How many of the lines below include "court"? Give the number and no other words.

--------------------

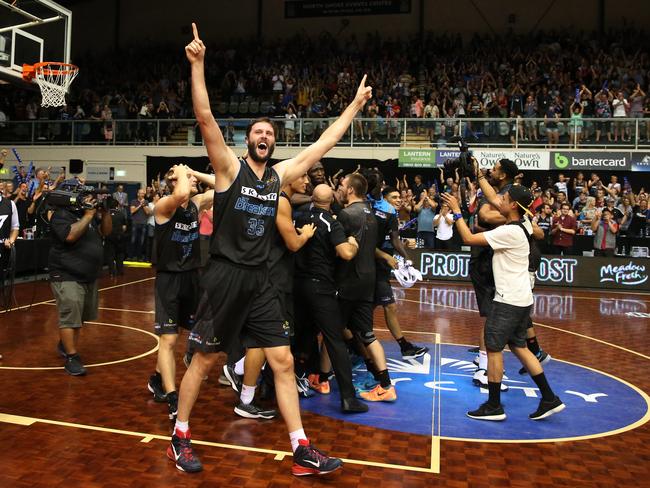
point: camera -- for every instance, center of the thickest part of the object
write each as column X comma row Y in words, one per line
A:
column 72, row 195
column 463, row 163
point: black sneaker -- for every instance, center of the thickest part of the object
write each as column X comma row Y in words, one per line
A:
column 309, row 460
column 172, row 404
column 252, row 411
column 543, row 357
column 61, row 350
column 235, row 379
column 487, row 412
column 547, row 408
column 155, row 387
column 74, row 366
column 180, row 451
column 412, row 351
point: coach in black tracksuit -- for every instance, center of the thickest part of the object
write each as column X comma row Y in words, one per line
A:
column 315, row 289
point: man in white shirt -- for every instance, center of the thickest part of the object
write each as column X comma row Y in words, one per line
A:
column 509, row 315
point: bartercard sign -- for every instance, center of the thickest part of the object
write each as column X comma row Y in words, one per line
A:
column 525, row 159
column 575, row 271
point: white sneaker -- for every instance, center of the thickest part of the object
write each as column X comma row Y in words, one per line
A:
column 480, row 379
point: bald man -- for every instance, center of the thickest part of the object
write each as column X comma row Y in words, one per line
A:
column 315, row 293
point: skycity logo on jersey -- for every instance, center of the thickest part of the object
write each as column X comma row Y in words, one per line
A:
column 629, row 274
column 590, row 159
column 251, row 192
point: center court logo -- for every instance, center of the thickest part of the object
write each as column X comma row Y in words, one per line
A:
column 597, row 404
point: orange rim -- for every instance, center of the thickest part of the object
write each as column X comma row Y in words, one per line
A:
column 48, row 68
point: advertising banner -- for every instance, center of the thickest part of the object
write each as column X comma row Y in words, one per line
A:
column 590, row 160
column 641, row 161
column 621, row 273
column 525, row 159
column 339, row 8
column 417, row 158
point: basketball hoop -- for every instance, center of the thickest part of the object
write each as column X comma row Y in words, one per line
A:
column 53, row 78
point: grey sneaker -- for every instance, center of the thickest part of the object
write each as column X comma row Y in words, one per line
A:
column 252, row 411
column 73, row 366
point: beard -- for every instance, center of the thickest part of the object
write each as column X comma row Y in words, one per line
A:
column 252, row 152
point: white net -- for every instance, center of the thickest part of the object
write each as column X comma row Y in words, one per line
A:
column 54, row 79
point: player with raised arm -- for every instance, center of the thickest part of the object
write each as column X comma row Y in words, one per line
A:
column 237, row 299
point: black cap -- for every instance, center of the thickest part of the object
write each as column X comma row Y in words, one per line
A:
column 521, row 195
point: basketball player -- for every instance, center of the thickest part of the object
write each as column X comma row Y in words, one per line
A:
column 237, row 299
column 179, row 259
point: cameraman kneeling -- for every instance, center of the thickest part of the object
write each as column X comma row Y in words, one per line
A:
column 75, row 262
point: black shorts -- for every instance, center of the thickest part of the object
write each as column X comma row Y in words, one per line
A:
column 357, row 316
column 480, row 272
column 383, row 293
column 237, row 303
column 176, row 295
column 506, row 324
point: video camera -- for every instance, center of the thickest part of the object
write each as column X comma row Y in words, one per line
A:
column 73, row 195
column 463, row 163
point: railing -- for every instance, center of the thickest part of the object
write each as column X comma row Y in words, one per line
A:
column 631, row 133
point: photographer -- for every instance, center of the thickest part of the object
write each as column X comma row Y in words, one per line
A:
column 605, row 229
column 75, row 262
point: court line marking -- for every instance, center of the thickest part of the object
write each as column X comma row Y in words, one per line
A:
column 626, row 428
column 47, row 302
column 96, row 365
column 565, row 289
column 114, row 309
column 146, row 437
column 615, row 346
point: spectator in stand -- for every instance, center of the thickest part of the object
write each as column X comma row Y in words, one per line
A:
column 640, row 220
column 588, row 214
column 139, row 216
column 563, row 231
column 603, row 111
column 579, row 184
column 580, row 202
column 604, row 228
column 620, row 107
column 444, row 222
column 544, row 220
column 426, row 211
column 562, row 184
column 624, row 238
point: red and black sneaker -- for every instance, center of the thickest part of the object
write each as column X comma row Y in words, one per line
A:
column 180, row 451
column 309, row 460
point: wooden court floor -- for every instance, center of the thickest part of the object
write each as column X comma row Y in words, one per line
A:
column 104, row 430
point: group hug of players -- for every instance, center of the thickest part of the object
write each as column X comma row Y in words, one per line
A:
column 241, row 302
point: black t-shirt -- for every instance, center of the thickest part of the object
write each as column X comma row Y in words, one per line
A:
column 356, row 278
column 281, row 262
column 177, row 241
column 317, row 259
column 386, row 225
column 244, row 217
column 21, row 206
column 79, row 261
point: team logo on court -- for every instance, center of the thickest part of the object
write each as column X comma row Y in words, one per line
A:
column 597, row 404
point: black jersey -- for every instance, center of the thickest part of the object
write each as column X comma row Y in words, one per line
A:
column 244, row 217
column 317, row 259
column 177, row 241
column 281, row 262
column 356, row 278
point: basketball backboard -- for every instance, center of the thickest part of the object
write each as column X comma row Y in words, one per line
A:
column 32, row 31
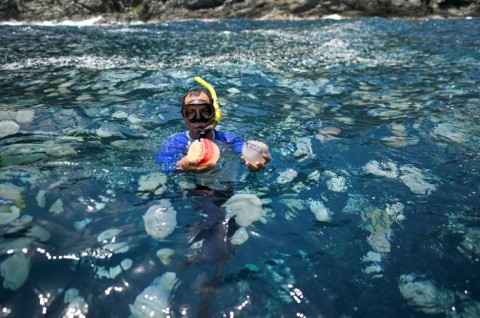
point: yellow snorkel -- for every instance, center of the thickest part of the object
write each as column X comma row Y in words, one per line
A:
column 218, row 112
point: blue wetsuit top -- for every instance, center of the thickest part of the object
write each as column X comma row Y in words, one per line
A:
column 176, row 147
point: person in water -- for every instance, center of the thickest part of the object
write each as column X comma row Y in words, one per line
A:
column 200, row 116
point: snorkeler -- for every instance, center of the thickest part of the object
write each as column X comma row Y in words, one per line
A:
column 201, row 113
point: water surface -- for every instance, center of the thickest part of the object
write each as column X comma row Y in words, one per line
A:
column 370, row 204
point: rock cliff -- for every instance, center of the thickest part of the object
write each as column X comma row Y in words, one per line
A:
column 162, row 10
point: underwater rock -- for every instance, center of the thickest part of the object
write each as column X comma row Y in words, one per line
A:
column 247, row 208
column 287, row 176
column 414, row 179
column 160, row 219
column 164, row 255
column 14, row 270
column 382, row 169
column 240, row 236
column 321, row 213
column 77, row 307
column 423, row 295
column 8, row 127
column 154, row 300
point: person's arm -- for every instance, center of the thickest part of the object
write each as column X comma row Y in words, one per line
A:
column 172, row 151
column 237, row 144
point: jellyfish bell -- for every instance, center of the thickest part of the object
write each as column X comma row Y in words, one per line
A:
column 205, row 151
column 253, row 151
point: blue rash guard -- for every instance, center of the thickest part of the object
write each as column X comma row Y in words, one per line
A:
column 176, row 147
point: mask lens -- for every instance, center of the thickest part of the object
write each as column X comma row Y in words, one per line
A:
column 196, row 113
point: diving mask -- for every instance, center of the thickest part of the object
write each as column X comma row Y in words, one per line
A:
column 198, row 110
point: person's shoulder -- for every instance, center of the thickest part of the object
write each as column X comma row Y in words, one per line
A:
column 226, row 136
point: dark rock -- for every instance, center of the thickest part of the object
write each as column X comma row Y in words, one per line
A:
column 162, row 10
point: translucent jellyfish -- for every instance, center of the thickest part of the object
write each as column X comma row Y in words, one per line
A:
column 328, row 133
column 154, row 300
column 252, row 151
column 336, row 183
column 120, row 114
column 319, row 210
column 379, row 242
column 415, row 179
column 152, row 182
column 77, row 307
column 108, row 234
column 240, row 236
column 382, row 169
column 164, row 255
column 56, row 207
column 25, row 116
column 160, row 219
column 304, row 148
column 8, row 127
column 15, row 270
column 287, row 176
column 423, row 295
column 247, row 208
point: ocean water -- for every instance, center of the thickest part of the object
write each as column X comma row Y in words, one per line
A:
column 370, row 206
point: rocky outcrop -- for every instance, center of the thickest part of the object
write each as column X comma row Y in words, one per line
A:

--------------------

Answer to this problem:
4